READING TEXT:
-- Opening Marker --

The shooting to death of innocent little 15-yr. old Precious Ireland by a fellow student in their school classroom is a classic but tragic reminder of how complacent about security we have become over the years since the end of hostilities between the various armed factions in 2003.
It can be recalled that following the restoration of calm and normalcy to Monrovia by troops of the West African Peace Keeping Force, ECOMOG, school activities, stalled for over a year, recommenced gradually.
During that period, schools, entertainment centers as well as football stadiums put into place some measures to ensure security at the minimum.
Students were searched as well as their school bags were searched for dangerous weapons.
This was a period when Monrovia was awash with arms and other dangerous weapons.
To a large extent the imposition and enforcement of such strict measures succeeded to a large extent in preventing dangerous weapons from entering schools.
Although the nation has enjoyed 19 years of peace since the country’s civil war ended in 2003, this peace rests on shaky foundations.
This is due largely to the fact that accountability for perpetrators who committed war and other egregious crimes against the Liberian people has been lacking.
And despite the fact that individual possession of light weapons is prohibited under the Small Arms and Ammunition Control Act, there is rising public concern about the growing proliferation of small arms, mainly single-barreled pistols, which are being used in the commission of armed robbery and other violent crimes.
The single-barreled pistols, according to reports, are manufactured in neighboring Guinea and smuggled into Liberia where its market value stands around US$75.
Also, there are reports that small and light arms including pistols, rifles and machine guns are being brought into the country by some individuals allegedly with connections to top officials of this government.

-- Closing Marker --

Referring-expression pointing data:
-- Opening Marker --

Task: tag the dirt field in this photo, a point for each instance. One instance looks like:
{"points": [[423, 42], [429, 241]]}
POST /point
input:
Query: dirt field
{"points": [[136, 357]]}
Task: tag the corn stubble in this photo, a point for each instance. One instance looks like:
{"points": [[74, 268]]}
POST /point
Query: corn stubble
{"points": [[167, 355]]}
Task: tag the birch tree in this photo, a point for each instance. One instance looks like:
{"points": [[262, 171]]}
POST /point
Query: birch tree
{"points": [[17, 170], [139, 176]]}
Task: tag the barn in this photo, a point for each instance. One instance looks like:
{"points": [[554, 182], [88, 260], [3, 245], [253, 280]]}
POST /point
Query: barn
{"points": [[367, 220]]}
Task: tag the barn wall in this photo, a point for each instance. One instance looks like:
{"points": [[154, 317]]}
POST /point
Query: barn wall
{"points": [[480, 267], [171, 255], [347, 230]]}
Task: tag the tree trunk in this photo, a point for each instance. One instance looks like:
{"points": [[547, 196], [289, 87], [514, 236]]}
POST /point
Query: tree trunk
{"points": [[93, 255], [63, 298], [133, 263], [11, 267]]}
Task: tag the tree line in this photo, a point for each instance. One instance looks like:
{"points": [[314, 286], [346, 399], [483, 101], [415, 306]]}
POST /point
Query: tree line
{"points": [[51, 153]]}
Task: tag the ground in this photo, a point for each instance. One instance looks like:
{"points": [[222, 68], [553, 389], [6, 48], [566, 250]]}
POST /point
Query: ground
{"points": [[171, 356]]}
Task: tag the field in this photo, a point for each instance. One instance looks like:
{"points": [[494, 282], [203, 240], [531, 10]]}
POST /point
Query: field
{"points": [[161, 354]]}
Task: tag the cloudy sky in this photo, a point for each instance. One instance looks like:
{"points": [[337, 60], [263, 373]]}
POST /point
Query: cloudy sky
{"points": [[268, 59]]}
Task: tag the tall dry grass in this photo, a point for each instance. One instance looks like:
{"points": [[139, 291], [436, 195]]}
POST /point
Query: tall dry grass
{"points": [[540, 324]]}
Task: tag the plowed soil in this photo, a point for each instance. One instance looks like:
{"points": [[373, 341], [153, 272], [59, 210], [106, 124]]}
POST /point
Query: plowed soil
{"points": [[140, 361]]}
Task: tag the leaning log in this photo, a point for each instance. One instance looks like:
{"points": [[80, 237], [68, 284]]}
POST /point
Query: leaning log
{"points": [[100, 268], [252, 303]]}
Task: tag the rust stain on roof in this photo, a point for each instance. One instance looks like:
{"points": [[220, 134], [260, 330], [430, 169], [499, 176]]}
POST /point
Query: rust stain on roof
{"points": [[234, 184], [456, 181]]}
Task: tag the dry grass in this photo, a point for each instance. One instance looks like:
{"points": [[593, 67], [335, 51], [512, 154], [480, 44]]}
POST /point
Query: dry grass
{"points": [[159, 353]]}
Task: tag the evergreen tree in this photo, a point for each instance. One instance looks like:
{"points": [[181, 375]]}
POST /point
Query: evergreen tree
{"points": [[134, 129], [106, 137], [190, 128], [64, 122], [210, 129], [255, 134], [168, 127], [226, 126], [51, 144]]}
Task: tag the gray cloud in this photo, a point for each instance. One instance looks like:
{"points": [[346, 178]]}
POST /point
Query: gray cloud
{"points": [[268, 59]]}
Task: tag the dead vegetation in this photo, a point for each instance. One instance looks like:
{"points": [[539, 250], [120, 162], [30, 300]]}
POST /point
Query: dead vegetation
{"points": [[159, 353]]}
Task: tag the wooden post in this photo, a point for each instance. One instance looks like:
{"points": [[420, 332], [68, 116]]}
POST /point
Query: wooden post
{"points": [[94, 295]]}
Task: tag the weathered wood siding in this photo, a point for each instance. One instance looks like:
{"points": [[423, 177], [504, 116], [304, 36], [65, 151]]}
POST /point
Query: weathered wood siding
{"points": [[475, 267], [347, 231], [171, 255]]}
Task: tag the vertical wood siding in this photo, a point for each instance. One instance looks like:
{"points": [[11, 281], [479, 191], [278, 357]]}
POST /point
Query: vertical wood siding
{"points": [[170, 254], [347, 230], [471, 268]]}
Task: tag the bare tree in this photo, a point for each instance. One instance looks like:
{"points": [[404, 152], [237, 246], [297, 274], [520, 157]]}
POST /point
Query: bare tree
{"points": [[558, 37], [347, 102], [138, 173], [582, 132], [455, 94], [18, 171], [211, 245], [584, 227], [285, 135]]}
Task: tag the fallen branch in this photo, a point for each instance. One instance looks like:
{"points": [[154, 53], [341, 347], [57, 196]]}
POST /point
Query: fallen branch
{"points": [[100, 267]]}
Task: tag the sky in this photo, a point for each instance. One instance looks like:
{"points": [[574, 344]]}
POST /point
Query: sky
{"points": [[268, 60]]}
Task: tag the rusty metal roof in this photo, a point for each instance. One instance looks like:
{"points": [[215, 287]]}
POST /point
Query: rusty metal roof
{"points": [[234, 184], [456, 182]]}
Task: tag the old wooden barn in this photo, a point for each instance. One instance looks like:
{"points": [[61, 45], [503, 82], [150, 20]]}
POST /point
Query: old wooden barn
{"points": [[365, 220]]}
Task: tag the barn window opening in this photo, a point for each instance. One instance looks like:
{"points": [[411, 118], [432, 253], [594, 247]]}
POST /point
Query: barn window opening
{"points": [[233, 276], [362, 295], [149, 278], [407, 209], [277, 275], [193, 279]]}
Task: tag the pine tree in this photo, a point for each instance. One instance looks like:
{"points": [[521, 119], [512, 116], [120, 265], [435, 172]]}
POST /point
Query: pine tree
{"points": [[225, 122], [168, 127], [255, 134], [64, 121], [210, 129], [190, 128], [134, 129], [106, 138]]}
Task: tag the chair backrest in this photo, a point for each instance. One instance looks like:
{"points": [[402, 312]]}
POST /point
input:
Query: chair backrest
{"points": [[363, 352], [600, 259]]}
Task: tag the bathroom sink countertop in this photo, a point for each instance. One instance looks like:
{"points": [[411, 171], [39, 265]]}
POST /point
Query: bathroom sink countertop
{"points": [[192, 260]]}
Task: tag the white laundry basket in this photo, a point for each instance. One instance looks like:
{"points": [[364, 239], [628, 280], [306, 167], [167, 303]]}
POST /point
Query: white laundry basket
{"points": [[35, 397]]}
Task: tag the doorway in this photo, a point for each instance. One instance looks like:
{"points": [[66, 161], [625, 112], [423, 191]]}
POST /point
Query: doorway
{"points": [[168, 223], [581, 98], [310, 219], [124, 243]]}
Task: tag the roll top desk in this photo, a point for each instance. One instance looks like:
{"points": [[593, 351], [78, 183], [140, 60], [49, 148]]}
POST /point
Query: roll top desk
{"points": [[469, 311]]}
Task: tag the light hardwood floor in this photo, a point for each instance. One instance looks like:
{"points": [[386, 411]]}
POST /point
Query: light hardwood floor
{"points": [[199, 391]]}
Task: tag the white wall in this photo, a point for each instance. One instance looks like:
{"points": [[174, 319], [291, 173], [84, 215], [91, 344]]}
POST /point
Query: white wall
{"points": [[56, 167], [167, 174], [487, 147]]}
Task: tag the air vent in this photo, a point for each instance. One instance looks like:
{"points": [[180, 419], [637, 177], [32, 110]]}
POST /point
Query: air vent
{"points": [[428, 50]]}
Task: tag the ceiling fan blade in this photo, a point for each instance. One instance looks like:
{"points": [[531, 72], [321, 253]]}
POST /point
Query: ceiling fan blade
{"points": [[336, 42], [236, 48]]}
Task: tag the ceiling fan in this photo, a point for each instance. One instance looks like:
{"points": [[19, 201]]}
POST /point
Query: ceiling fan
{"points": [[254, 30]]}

-- Closing Marker --

REQUIRED ACTION A:
In the stretch of the editorial on guns in Liberia from "And despite the" through "stands around US$75.", substitute "homemade pistols" for "single-barreled pistols" and write out the result.
REQUIRED ACTION B:
Proceed with the editorial on guns and school security in Liberia, picking up after its final sentence.
This material has no connection to the editorial on guns and security in Liberia.

RESPONSE BOX A:
And despite the fact that individual possession of light weapons is prohibited under the Small Arms and Ammunition Control Act, there is rising public concern about the growing proliferation of small arms, mainly homemade pistols, which are being used in the commission of armed robbery and other violent crimes.
The homemade pistols, according to reports, are manufactured in neighboring Guinea and smuggled into Liberia where its market value stands around US$75.

RESPONSE BOX B:
Further, the public has not lost sight of the fact that ex-warlords are in positions of power and authority and are in virtual effect lording over the people. They are issuing threats against those calling for accountability.
During the recent senatorial election in Nimba, a former warlord was reported to have stormed a voting precinct fully clad in military uniform.
And such was a clear message meant to intimidate and convey the impression that he can do anything, kill anyone and get away with it.
Coming back to this most recent development, the details and circumstances surrounding the school shooting incident remain unclear at this point.
But questions are being asked about how and from where or from whom the shooter acquired the killer weapon, a 9-millimeter pistol by Police accounts.
Further, questions are also being asked about the father of the shooter who, according to reports is currently living in the US far away from his 16 year-old son.
Why is he in Liberia and not with them? Further, was he a child with aberrant behavior that prompted the parents to send him back to Liberia for rehabilitation?
Moreover, who are his guardians and what kind of character do they possess? Do they own the weapon used in the shooting?
Are they aware that it is illegal under the law to be in possession of such weapons?
Further, how come they were so careless, apparently, to have let the 16 year old come into possession of the weapon?
This shooting has once again raised to the fore the issue of private ownership of such individual weapons.
The complaint often heard is that criminals are in possession of weapons/guns which they use to terrorize the people. But yet the people are not allowed to acquire weapons for self-defense in the face of the virtual inability of the Police to adequately protect them.
Prior to the civil war, private ownership of pistols were allowed if the weapon was duly registered and the owner issued a licence.
But the proliferation of small arms and light weapons during and after the civil war demanded an appropriate response beyond mere registration and licensing.
And those measures came in the form of an Act of Legislature creating a National Small Arms Commission for the purpose of monitoring and controlling the spread of small arms and light weapons in Liberia.
Under the Act, single-barreled hunting guns are the only weapons permitted for individual use and strictly for hunting purposes only. But despite the existence of the Act, small arms continue to proliferate.
And the dangers of such proliferation and illegal possession of small arms was tragically illustrated in the case of the shooting to death of a 15 year-old female student by her male counterpart.
At this point, it is perhaps too early to determine whether the shooting was premeditated or accidental. The uncle of the deceased, according to media reports is demanding justice for his niece.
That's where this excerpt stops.